*Passage provided*.
──────────
But the fact that the District will have two more therapists is a good thing, regardless of whether or not they face the task of completing a backlog of assessments. (Some students with mental health issues qualify for special education services under the "emotionally disturbed" category. The assessments are necessary to get them these services.) I am sure that emergency referrals will get top priority and those students will be seen. MVLA has six full-time therapists and will have seven next year, two of whom are paid for by El Camino Hospital. Any student (not just special-ed) can see a therapist. Support your Board, Superindent, schools in these hirings and demand more therapists. Does Stanford cover the costs for therapists in your schools? (I'm not talking about a Stanford psych fellow who reviews existing diagnoses or a psychiatrist who is a community liaison but actual $ for therapists.)


21 people like this
Posted by Shame on Stanford
a resident of Community Center
on May 25, 2015 at 10:35 am

Stanford should be ashamed of their lack of support for student mental health services. It's nice to have Professor Joshi as a resource, but how about following the example of El Camino hospital and funding some counselors in the schools? And then how about opening an inpatient facility? I for one pledge that I will give no more financial support to Stanford Hospital or LPCH until they open an inpatient adolescent psychiatric unit. And as long as PAUSD continues smeared in the national press, we should make an effort to be sure that Stanford gets smeared along with it for letting this happen in their backyard without providing any real support to treat these kids.

On top of this, where is all of that mental health "millionaire tax" going? There are plenty of people in this community paying that tax. It would be nice if there were actually some benefits to the community from it.


6 people like this
Posted by concerned parent
a resident of Greenmeadow
on May 25, 2015 at 10:24 pm

I agree with poster, "Stanford", that Stanford Child and Adolescent Psychiatry Dept is woefully lacking basic services including availability of clinical psychologists that have completed their training (that is, are hired on as staff, or what's call "attendings" not postdocs). The postdocs only see your kid for one year on a Sept-Aug calendar, and then your kid must switch to a new one (so if your kid starts after Sept, they see the post doc even less time before needing to change psychologists). This lack of trained staff and continuity of services really hurts and makes our community more vulnerable. The system at Stanford is set up to train PhD psychologists at the expense of our children. Also, continuity with a psychiatrists there is hard to find, as they have tremendous staff turnover. Dr. Joshi Shashank, their celebrity doctor has been pretty much unavailable to new patients for years (except maybe those with some kind of connections). Nor do they have basic family therapy either; bad set up all around.
──────────
*Available data*.
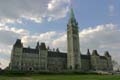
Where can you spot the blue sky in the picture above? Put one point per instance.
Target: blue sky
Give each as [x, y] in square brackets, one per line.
[89, 13]
[46, 21]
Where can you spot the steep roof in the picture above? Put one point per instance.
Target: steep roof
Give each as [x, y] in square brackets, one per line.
[57, 54]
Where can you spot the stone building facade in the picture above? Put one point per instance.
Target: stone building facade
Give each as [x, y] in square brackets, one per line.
[44, 59]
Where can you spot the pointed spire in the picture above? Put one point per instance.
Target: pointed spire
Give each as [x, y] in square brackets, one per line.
[88, 52]
[37, 46]
[72, 20]
[72, 16]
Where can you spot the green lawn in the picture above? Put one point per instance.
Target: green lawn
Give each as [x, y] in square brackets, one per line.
[62, 77]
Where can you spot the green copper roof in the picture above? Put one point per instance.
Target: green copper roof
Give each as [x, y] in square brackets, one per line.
[72, 19]
[72, 16]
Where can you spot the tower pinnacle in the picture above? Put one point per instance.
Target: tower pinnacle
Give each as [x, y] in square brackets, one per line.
[72, 19]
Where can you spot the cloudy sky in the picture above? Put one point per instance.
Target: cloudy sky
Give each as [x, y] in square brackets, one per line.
[46, 20]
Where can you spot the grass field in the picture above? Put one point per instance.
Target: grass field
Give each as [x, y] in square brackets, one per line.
[61, 77]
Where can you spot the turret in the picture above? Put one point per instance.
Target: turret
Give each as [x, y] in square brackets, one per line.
[43, 46]
[109, 61]
[16, 55]
[95, 53]
[43, 52]
[18, 44]
[73, 47]
[107, 54]
[37, 46]
[88, 52]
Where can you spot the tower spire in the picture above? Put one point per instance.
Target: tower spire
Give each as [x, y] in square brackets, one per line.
[72, 16]
[72, 19]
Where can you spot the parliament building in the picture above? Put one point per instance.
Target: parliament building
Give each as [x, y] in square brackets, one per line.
[42, 58]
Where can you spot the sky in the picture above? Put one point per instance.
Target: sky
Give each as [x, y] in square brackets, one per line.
[46, 21]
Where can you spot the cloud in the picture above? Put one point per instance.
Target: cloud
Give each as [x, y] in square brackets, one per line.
[102, 37]
[14, 11]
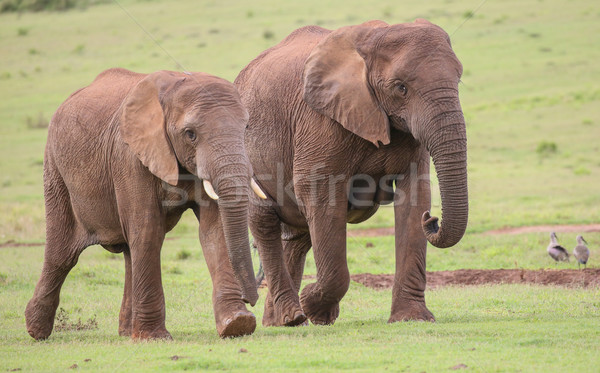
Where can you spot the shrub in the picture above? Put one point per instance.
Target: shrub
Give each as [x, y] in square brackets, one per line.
[44, 5]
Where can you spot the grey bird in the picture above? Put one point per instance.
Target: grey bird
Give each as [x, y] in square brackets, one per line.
[557, 252]
[581, 252]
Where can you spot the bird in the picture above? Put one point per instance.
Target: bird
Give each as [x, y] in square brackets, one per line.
[581, 252]
[557, 252]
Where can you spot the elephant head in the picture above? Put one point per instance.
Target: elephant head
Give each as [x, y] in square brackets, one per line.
[374, 77]
[196, 122]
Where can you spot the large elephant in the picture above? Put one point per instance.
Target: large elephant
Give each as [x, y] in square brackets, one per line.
[336, 117]
[125, 157]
──────────
*Requirement*. Proceed with the forum thread on student mental health services and Stanford's role, picking up after its last sentence. The records are separate material and are unrelated to the forum thread.

*Result*.
5 people like this
Posted by Correct
a resident of Barron Park
on May 26, 2015 at 11:05 am

Shame onStanford is absolutely right. It is criminal the way they overcharge, put false charges on hospital bills, double bill, expand, overpay administrators, and expand again.

Their inpatient care is often negligent, med students are under supervised and given too much liberty, attending docs disappear. Packard has NO pediatric E/R, leaving
Children stranded for hours in an adult E/R. There should be pediatric/adolescent mental health services there and plenty of beds for such.

With all their wealth from excessively high rates and billionaire alumni donations, a school and hospital that promotes itself as a world class facility has NO no no excuse for claiming poverty and turning a cold shoulder of irresponsibility.


13 people like this
Posted by Thank you
a resident of College Terrace
on May 26, 2015 at 8:45 pm

Sarah and Mamon, thank you so much for bravely speaking out about your experiences and the inexcusable absence of appropriate adolescent in-patient psychiatric facilities in our community. There are many more of us who have had similar experiences but are too fearful to speak up.


Sorry, but further commenting on this topic has been closed.